> **Entries**
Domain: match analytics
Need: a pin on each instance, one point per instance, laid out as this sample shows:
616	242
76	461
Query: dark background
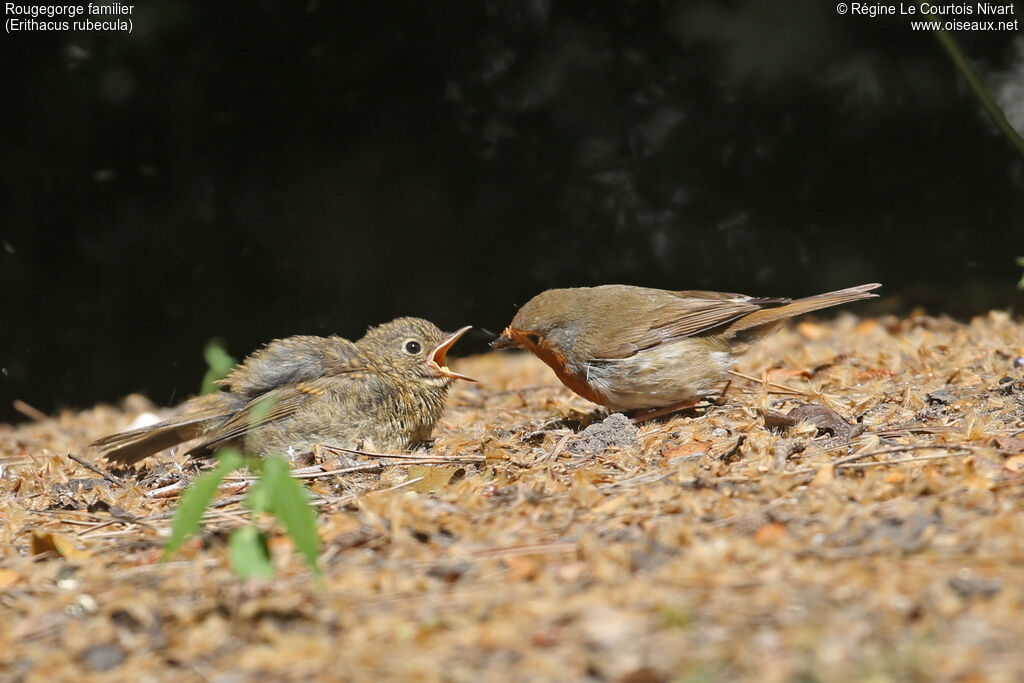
250	170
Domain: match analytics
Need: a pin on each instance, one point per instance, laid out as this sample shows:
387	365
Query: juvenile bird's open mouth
436	359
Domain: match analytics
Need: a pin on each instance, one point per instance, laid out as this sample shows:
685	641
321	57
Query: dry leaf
434	478
812	331
44	542
769	534
1011	443
782	375
691	449
866	327
824	475
8	578
521	567
1015	464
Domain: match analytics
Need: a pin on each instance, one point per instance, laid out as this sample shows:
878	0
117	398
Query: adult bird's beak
436	359
505	341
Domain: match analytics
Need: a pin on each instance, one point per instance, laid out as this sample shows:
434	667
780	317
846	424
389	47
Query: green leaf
258	498
290	504
197	499
249	552
219	363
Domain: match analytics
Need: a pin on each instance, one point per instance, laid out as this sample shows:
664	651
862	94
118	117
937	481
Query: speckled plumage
385	391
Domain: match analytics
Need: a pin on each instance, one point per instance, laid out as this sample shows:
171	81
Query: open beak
436	359
505	341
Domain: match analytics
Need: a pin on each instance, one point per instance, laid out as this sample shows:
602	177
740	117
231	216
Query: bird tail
130	446
766	321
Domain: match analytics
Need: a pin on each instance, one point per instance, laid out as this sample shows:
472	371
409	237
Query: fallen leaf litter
851	511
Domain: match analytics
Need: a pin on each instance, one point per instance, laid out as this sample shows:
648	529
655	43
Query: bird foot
668	410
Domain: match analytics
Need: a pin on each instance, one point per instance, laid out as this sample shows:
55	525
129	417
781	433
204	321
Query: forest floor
876	535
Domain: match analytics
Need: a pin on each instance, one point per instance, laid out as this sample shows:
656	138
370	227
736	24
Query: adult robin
635	348
385	391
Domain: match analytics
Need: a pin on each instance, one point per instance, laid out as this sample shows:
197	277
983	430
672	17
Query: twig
845	462
852	466
554	453
530	549
95	470
781	388
980	91
401	456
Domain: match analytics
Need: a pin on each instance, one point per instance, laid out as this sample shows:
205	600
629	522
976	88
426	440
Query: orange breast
556	360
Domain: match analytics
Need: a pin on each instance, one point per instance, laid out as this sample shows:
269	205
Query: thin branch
981	92
94	469
780	388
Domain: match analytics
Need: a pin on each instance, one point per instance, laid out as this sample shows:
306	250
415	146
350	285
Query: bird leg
668	410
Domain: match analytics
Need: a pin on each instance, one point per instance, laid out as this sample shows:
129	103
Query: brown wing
274	406
300	358
688	313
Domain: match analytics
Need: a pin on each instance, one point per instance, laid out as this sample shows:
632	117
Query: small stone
103	657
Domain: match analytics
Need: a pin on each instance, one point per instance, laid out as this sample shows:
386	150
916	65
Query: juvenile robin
635	348
386	391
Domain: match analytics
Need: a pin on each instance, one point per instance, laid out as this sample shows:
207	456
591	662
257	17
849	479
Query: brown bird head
413	348
549	324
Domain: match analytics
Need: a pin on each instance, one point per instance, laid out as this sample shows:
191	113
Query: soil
852	511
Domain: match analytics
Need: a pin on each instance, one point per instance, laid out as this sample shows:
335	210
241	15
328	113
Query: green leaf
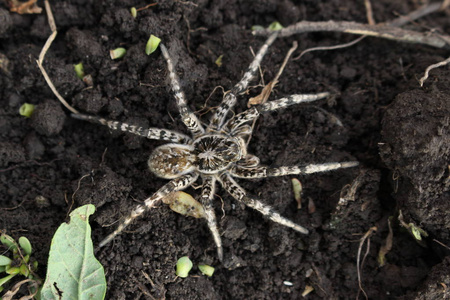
4	260
26	110
72	267
207	270
25	245
6	279
152	44
184	266
275	26
8	242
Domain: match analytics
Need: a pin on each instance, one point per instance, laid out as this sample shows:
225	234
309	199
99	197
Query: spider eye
171	161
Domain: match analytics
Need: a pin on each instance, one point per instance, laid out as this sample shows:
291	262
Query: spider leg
208	188
262	172
188	117
150	133
176	184
230	98
252	113
248	161
241	195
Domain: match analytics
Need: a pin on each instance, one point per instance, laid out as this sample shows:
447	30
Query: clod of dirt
437	284
5	21
11	152
85	46
48	118
234	228
416	147
34	147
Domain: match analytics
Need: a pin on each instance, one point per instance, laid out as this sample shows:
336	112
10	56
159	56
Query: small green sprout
152	44
26	110
417	232
207	270
117	53
79	70
20	262
275	26
219	61
257	28
184	265
133	12
297	188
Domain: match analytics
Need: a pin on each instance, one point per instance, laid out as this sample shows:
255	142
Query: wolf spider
215	153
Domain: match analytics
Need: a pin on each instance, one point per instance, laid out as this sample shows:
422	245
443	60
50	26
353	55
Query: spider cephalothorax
217	153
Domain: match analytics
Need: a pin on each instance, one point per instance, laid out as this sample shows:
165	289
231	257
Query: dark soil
399	132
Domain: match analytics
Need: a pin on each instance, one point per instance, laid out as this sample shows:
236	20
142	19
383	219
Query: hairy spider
215	153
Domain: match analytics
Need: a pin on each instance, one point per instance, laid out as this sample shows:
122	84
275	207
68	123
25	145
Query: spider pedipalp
216	153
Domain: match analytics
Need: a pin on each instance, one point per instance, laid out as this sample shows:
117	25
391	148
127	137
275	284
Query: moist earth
379	115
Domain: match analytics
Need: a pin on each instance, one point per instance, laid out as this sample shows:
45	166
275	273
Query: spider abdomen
171	160
215	153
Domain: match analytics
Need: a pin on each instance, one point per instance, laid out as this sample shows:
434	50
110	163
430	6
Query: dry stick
369	12
48	43
434	66
386	30
267	90
358	265
381	31
417	14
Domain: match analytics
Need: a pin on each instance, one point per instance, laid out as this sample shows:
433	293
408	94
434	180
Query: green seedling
72	252
133	12
79	70
185	204
257	27
218	61
206	270
275	26
26	110
184	266
152	44
297	188
20	263
117	53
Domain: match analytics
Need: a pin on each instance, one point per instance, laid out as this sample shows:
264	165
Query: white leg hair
230	98
208	190
262	172
150	133
252	113
240	194
187	116
176	184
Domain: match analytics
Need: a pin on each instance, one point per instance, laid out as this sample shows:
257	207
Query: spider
216	153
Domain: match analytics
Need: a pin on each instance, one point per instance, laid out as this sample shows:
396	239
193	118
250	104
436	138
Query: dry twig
433	66
40	61
359	265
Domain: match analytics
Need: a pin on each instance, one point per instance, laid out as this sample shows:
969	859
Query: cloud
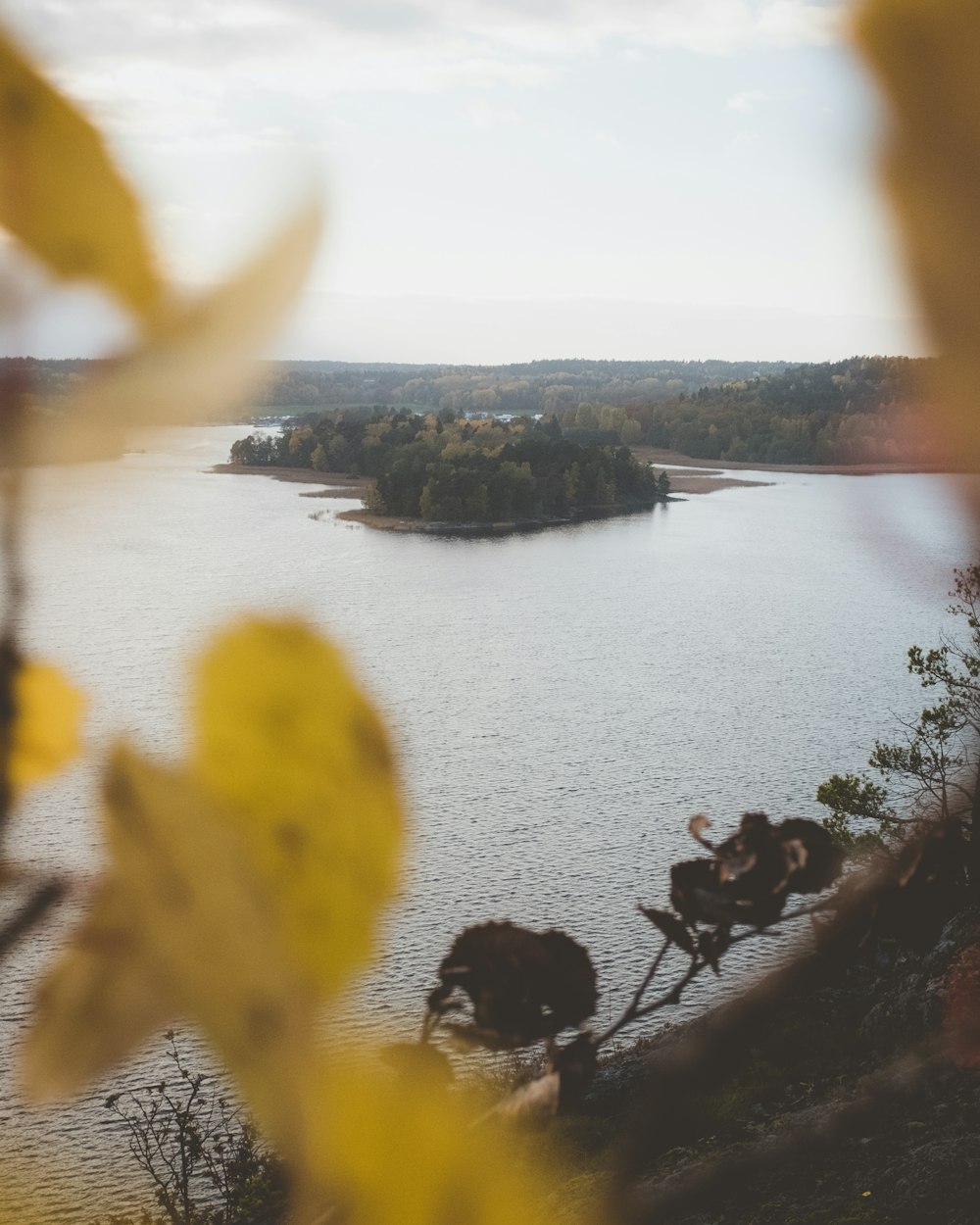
748	101
426	39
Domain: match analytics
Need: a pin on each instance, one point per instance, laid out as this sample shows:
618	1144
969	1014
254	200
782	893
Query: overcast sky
505	179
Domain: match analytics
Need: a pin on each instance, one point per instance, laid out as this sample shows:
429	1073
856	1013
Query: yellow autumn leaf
924	54
60	194
403	1151
48	714
181	927
103	1000
285	736
200	357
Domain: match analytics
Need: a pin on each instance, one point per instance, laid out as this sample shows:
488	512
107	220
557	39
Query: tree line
445	468
858	411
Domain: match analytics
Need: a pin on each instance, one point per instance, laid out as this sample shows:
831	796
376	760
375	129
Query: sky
504	179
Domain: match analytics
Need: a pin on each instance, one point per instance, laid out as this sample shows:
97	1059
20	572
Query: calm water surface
562	702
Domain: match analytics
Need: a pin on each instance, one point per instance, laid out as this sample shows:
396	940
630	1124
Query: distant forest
858	411
446	468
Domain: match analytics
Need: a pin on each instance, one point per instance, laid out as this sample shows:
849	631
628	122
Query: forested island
860	411
447	470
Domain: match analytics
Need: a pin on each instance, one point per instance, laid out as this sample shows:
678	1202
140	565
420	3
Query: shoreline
484	530
661	456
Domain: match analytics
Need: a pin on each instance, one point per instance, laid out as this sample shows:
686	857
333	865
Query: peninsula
442	473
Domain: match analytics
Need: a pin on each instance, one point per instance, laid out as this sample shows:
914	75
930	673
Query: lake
562	704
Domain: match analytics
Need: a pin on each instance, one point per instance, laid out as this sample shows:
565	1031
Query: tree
931	769
202	1155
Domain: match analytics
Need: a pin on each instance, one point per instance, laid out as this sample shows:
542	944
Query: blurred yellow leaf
200	358
240	893
287	738
403	1151
103	1000
181	927
60	192
924	54
45	729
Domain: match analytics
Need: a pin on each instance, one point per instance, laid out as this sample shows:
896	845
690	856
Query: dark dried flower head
754	871
816	861
522	985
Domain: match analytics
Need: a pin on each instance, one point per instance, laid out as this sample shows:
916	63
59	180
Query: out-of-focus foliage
243	887
48	713
62	195
930	768
285	738
924	55
400	1148
202	1155
200	356
522	985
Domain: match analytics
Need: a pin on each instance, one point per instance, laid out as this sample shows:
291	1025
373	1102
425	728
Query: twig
635	1012
706	1182
39	903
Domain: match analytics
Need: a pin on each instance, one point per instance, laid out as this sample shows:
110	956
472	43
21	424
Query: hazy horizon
623	176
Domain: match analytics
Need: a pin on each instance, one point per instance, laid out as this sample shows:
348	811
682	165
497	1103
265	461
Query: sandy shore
710	481
341	484
655	456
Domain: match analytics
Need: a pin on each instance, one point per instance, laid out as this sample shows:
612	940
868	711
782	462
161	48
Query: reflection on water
562	702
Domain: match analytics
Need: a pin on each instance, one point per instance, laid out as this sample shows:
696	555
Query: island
444	473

> **Short task**
Count the lines above that contain the word "spider" and reply with that number alone.

> **Task response**
8